Aim:
Take the listing and print it in full, exactly as given.

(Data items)
________________________________________

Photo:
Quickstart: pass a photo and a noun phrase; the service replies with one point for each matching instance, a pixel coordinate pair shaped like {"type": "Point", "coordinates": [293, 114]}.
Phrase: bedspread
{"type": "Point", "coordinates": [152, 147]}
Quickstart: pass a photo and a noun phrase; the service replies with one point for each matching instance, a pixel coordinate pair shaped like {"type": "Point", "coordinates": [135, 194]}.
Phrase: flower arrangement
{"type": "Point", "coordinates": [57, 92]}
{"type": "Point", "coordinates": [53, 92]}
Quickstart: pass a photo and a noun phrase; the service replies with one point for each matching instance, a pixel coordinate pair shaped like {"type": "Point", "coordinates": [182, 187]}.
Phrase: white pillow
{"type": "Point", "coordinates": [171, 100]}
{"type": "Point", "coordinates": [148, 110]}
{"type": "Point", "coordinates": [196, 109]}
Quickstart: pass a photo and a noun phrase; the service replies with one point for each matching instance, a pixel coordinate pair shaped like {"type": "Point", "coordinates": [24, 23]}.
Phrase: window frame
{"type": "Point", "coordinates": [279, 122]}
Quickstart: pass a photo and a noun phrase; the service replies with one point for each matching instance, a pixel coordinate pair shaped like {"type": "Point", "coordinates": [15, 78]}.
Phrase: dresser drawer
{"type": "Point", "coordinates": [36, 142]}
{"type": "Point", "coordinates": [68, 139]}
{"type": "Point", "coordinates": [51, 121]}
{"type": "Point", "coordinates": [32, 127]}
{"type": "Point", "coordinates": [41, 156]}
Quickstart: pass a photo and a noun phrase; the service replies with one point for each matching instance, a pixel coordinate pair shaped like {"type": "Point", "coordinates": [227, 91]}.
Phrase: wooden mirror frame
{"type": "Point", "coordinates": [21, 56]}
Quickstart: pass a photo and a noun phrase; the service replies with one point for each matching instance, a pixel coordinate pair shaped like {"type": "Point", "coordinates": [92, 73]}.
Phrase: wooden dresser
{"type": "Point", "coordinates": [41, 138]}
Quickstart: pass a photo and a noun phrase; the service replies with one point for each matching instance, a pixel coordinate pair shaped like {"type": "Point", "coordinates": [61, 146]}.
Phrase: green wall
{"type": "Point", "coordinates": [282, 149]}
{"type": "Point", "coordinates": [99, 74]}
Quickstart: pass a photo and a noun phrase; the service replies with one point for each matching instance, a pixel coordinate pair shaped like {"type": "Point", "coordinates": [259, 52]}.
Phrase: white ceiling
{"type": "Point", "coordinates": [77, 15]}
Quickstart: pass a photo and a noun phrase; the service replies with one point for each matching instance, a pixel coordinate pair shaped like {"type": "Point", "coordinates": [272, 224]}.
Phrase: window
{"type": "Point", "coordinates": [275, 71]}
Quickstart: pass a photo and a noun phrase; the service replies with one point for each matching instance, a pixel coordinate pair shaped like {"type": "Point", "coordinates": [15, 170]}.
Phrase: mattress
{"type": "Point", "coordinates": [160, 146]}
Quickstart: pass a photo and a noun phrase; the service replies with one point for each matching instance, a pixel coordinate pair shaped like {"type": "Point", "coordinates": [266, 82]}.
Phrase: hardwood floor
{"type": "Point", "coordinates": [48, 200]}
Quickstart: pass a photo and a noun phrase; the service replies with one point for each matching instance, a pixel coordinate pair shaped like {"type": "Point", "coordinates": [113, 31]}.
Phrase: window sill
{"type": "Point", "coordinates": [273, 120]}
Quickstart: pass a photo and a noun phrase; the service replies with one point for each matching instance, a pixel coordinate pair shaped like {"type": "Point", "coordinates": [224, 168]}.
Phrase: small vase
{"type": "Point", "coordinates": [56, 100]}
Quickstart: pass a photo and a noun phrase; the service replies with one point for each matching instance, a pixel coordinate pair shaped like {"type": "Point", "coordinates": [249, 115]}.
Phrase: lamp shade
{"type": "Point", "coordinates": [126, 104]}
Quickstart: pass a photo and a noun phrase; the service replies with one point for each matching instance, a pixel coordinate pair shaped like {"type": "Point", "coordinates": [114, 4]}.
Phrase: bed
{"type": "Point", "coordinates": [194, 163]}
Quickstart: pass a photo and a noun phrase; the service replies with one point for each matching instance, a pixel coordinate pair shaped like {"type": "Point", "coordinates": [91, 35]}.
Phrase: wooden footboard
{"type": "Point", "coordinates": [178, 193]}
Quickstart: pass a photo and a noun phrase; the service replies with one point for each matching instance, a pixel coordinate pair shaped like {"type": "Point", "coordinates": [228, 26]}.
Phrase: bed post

________________________________________

Correct answer:
Photo:
Quickstart: pass a photo and a noun phrase; the service replies with one point for each matching instance, a pixel coordinate pair shaped like {"type": "Point", "coordinates": [293, 114]}.
Phrase: bedspread
{"type": "Point", "coordinates": [152, 147]}
Quickstart: pass a photo and a noun phrase; the service replies with one point for each matching instance, a pixel coordinate pair shaped like {"type": "Point", "coordinates": [135, 194]}.
Phrase: flower arrangement
{"type": "Point", "coordinates": [57, 92]}
{"type": "Point", "coordinates": [53, 92]}
Quickstart: pass a photo and a noun phrase; the service replies with one point for each matching instance, a pixel coordinate pair shaped like {"type": "Point", "coordinates": [182, 187]}.
Phrase: white pillow
{"type": "Point", "coordinates": [171, 100]}
{"type": "Point", "coordinates": [148, 110]}
{"type": "Point", "coordinates": [196, 109]}
Quickstart: pass a photo and a noun phrase; the service replies with one point for each matching instance, a pixel coordinate pair shaped like {"type": "Point", "coordinates": [24, 23]}.
Phrase: window frame
{"type": "Point", "coordinates": [279, 122]}
Quickstart: pass a photo and a noun phrase; the service replies with one point for each matching instance, a pixel coordinate pair shaped like {"type": "Point", "coordinates": [15, 78]}.
Phrase: dresser drawer
{"type": "Point", "coordinates": [36, 142]}
{"type": "Point", "coordinates": [68, 139]}
{"type": "Point", "coordinates": [51, 121]}
{"type": "Point", "coordinates": [32, 127]}
{"type": "Point", "coordinates": [41, 156]}
Quickstart: pass a photo and a noun phrase; the service replies with one point for each matching instance, a pixel coordinate pair shaped like {"type": "Point", "coordinates": [227, 91]}.
Phrase: wooden mirror frame
{"type": "Point", "coordinates": [21, 56]}
Quickstart: pass a photo and a noun phrase; the service replies with one point for each matching instance, a pixel coordinate pair shaped like {"type": "Point", "coordinates": [92, 73]}.
Phrase: wooden dresser
{"type": "Point", "coordinates": [41, 138]}
Quickstart: pass a photo and a noun phrase; the service replies with one point for each matching instance, a pixel coordinate pair shaped like {"type": "Point", "coordinates": [61, 146]}.
Phrase: green wall
{"type": "Point", "coordinates": [282, 149]}
{"type": "Point", "coordinates": [99, 74]}
Quickstart: pass a photo and a noun phrase; the service replies with one point for each matching instance, a pixel coordinate pair shaped like {"type": "Point", "coordinates": [259, 52]}.
Phrase: white ceiling
{"type": "Point", "coordinates": [77, 15]}
Quickstart: pass a photo and a noun phrase; the service replies with one point for each matching instance, a pixel coordinate pair shaped like {"type": "Point", "coordinates": [272, 224]}.
Phrase: window
{"type": "Point", "coordinates": [275, 71]}
Quickstart: pass a photo and a noun phrase; the service replies with one point for each matching instance, a pixel coordinate pair shaped like {"type": "Point", "coordinates": [15, 170]}.
Phrase: mattress
{"type": "Point", "coordinates": [160, 146]}
Quickstart: pass a photo and a noun phrase; the service replies with one point for each matching instance, a pixel coordinate pair shaped like {"type": "Point", "coordinates": [266, 82]}.
Phrase: hardwood floor
{"type": "Point", "coordinates": [48, 200]}
Quickstart: pass a photo and a noun phrase; the service replies with one point for each matching instance, a pixel coordinate pair shaped like {"type": "Point", "coordinates": [113, 31]}.
Phrase: window sill
{"type": "Point", "coordinates": [273, 120]}
Quickstart: pass a photo and a noun phrase; the service replies with one point for each matching instance, a pixel coordinate pair shaped like {"type": "Point", "coordinates": [224, 168]}.
Phrase: small vase
{"type": "Point", "coordinates": [56, 100]}
Quickstart: pass a photo and a noun phrase; the service replies with one point for each matching instance, a pixel coordinate pair shaped like {"type": "Point", "coordinates": [249, 115]}.
Phrase: lamp shade
{"type": "Point", "coordinates": [126, 104]}
Quickstart: pass a photo and a noun phrase; the service replies with one point for each matching instance, a pixel coordinate pair shaped like {"type": "Point", "coordinates": [114, 4]}.
Phrase: bed
{"type": "Point", "coordinates": [194, 163]}
Quickstart: pass a photo and a noun phrase; the service replies with one point for each matching instance, a pixel coordinate pair shaped like {"type": "Point", "coordinates": [91, 35]}.
Phrase: wooden footboard
{"type": "Point", "coordinates": [178, 193]}
Quickstart: pass a photo and a noun phrase; the service replies with one point for each matching instance, a pixel coordinate pair shaped like {"type": "Point", "coordinates": [228, 26]}.
Phrase: bed post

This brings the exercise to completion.